» **Prompt**
The output should consist solely of the line containing "the tennis ball in the photo above." and the lines that follow it through the end of the data below.

» **Input rows**
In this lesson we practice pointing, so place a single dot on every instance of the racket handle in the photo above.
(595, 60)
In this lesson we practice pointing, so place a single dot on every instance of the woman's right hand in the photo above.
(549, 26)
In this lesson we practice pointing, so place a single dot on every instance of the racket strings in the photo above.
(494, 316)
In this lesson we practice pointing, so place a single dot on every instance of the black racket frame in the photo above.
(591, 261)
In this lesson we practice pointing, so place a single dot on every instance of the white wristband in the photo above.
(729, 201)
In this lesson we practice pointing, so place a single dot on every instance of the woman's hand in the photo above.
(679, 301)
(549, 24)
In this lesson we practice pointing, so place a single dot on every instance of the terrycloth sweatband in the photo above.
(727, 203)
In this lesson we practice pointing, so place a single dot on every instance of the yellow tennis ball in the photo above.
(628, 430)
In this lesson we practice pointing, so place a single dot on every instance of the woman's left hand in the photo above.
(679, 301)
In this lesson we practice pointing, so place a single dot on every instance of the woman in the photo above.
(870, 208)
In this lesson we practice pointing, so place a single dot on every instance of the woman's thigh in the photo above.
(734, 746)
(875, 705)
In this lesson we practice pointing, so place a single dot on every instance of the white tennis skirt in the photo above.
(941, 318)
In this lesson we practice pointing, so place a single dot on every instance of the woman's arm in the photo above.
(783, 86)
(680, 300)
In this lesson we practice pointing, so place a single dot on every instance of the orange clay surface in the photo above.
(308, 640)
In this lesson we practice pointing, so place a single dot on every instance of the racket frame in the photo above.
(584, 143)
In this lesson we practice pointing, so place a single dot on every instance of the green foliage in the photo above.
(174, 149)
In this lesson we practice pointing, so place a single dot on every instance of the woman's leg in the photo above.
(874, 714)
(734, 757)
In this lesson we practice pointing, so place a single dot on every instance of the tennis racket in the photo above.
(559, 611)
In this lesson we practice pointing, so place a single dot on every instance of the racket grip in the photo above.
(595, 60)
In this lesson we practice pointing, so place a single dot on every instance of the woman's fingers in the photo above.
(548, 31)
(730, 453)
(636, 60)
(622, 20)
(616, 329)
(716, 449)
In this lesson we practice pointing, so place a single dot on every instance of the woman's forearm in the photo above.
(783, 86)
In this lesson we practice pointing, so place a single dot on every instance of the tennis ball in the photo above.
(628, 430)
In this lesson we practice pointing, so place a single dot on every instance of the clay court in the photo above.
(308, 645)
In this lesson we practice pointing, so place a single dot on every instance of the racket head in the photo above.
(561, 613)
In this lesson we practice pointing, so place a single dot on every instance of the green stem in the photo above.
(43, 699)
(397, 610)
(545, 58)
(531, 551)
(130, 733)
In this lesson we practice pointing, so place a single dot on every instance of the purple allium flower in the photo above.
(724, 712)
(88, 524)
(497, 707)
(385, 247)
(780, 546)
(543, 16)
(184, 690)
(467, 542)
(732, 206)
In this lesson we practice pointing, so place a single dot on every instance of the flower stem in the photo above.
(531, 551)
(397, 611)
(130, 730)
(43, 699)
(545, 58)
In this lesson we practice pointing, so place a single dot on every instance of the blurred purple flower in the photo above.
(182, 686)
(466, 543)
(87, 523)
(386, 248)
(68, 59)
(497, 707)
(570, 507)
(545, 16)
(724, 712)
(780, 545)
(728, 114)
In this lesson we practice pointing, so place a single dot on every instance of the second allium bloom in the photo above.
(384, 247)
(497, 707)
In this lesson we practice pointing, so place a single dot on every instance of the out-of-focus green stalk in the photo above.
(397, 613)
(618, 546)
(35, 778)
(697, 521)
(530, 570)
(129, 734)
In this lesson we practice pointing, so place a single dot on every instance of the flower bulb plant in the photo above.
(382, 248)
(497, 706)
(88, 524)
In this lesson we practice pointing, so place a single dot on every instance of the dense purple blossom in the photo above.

» **The solution**
In this lesson we practice pointing, so place a single dot on every instance of the tennis ball in the photo above.
(628, 430)
In this lesson we practice pointing, so place a single dot on every instance of the clay court in the photo above.
(308, 645)
In this lesson we practice pointing, so place a single dot on every instance of the racket head in the photo above.
(561, 613)
In this lesson we practice pointing, so place a single dot on every instance of the green stem in the photo above.
(43, 699)
(397, 610)
(545, 58)
(531, 551)
(130, 733)
In this lesson we practice pointing, so place a single dot on every instance of the purple allium flower in the photo above.
(724, 712)
(88, 524)
(497, 707)
(385, 247)
(780, 546)
(543, 16)
(184, 690)
(467, 542)
(732, 206)
In this lesson we practice pointing, so place a single dot on every instance of the flower stem in the photo above.
(531, 551)
(397, 611)
(130, 730)
(43, 699)
(545, 58)
In this lesson we practice pointing, so place a single dot on every instance of the blurred purple flower in the photo above.
(182, 686)
(466, 543)
(87, 523)
(386, 248)
(68, 59)
(497, 707)
(570, 507)
(545, 16)
(724, 712)
(780, 545)
(728, 114)
In this lesson we practice pointing, so place a single dot on every instance of the second allium bloom in the photo above.
(384, 247)
(497, 707)
In this lesson we practice pointing, so place a single dot on every instance of the out-of-focus green stalk in the photo above.
(397, 613)
(618, 546)
(35, 778)
(697, 521)
(530, 570)
(129, 734)
In this lesson we practice pointing, so place a single dot on every instance of the flower bulb plant in the photo above.
(382, 248)
(497, 706)
(88, 524)
In this lesson we practice pointing, so place a single dot on every instance of the dense purple blossom in the photo above.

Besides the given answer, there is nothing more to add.